-- Text --
◆ ◆ ◆ ◆

22 Jan 2010 - Andrew Lange, a principal in the BOOMERanG experiment and Planck, died today, an apparent suicide. He was very influential in pushing the development of extremely sensitive bolometer detectors in CMB experiments. Update 27 Jan 2010: New York Times obituary.

The legend that BOOMERanG showed the Universe is flat is actually not quite correct, since the results published in 2000 had a serious systematic error. The position of the peak in the angular power spectrum of the anisotropy of the CMB was known to be ellpk = 210 ± 15 in 1999, and BOOMERanG found ellpk = 197 ± 6 in 2000, while the correct value is ellpk = 220. Thus while BOOMERanG provided improved precision, it actually gave a less accurate value for the flatness of the Universe. Since a flat Universe requires Ω=1, and Ω goes like 1/ellpk2, the 10% error in the BOOMERanG value for ellpk really implied a closed Universe. The de Bernardis et al. paper correctly claimed a flat Universe by using strong priors from non-CMB measurements.

Note that Andrew Lange also worked on the MAXIMA experiment which did not have the systematic error, and the systematic error was corrected in 2001. He always worked on the bleeding edge of the possible, and really extended our capabilities in observational cosmology.

New determination of TCMB

11 Nov 2009 - Fixsen has combined velocity maps from the WMAP satellite with the CMB spectra measured by the instrument on the COBE satellite to come up with a quite precise value for the To of the CMB. FIRAS has measured the difference in total CMB power associated with the dipole pattern to an accuracy of 1 part in 700, and since this power varies like (v/c)To4, the well determined velocity measured by WMAP gives a 1 part in 2000 determination of To.

◆ ◆ ◆ ◆

-- Data for this exercise --
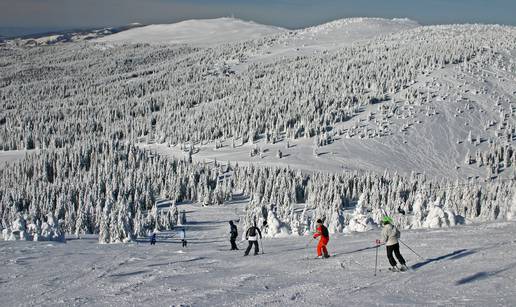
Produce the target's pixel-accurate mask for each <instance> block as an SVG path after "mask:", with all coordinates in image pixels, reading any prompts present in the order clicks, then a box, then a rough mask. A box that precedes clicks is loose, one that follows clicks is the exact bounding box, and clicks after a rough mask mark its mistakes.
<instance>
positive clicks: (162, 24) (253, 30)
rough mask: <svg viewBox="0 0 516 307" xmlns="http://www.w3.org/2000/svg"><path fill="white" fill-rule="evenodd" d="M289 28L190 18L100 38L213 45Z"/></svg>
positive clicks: (285, 30)
mask: <svg viewBox="0 0 516 307" xmlns="http://www.w3.org/2000/svg"><path fill="white" fill-rule="evenodd" d="M285 31H287V30H285V29H283V28H279V27H274V26H266V25H261V24H257V23H254V22H248V21H243V20H240V19H235V18H217V19H204V20H187V21H182V22H179V23H174V24H161V25H149V26H146V27H141V28H138V29H131V30H128V31H124V32H120V33H117V34H115V35H110V36H108V37H103V38H101V39H98V40H97V41H99V42H118V43H153V44H170V43H177V44H190V45H196V46H211V45H217V44H220V43H229V42H235V41H241V40H251V39H256V38H260V37H263V36H266V35H270V34H277V33H282V32H285Z"/></svg>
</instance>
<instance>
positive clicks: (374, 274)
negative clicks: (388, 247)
mask: <svg viewBox="0 0 516 307" xmlns="http://www.w3.org/2000/svg"><path fill="white" fill-rule="evenodd" d="M378 247H380V240H376V257H375V260H374V276H376V268H377V266H378Z"/></svg>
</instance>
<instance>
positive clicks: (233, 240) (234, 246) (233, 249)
mask: <svg viewBox="0 0 516 307" xmlns="http://www.w3.org/2000/svg"><path fill="white" fill-rule="evenodd" d="M229 227H230V231H229V234H230V237H229V242H231V250H232V251H233V250H238V247H237V246H236V243H235V240H236V238H237V237H238V229H237V227H236V225H235V224H233V221H229Z"/></svg>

◆ ◆ ◆ ◆

-- List of tasks --
a) Please answer these questions from the cosmology text:
(i) What value of ellpk did BOOMERanG find in 2000?
(ii) In what year was the systematic error corrected?
(iii) To what accuracy did FIRAS measure the difference in total CMB power associated with the dipole pattern?
b) Give the rows from their start up to and including the line with "positive clicks: (285, 30)" as a JSON list of strings, one string per line, with blank lines and pictures left out.

-- Answers by item number --
a)
(i) ellpk = 197 ± 6
(ii) 2001
(iii) 1 part in 700

b)
[
  "Produce the target's pixel-accurate mask for each <instance> block as an SVG path after \"mask:\", with all coordinates in image pixels, reading any prompts present in the order clicks, then a box, then a rough mask. A box that precedes clicks is loose, one that follows clicks is the exact bounding box, and clicks after a rough mask mark its mistakes.",
  "<instance>",
  "positive clicks: (162, 24) (253, 30)",
  "rough mask: <svg viewBox=\"0 0 516 307\" xmlns=\"http://www.w3.org/2000/svg\"><path fill=\"white\" fill-rule=\"evenodd\" d=\"M289 28L190 18L100 38L213 45Z\"/></svg>",
  "positive clicks: (285, 30)"
]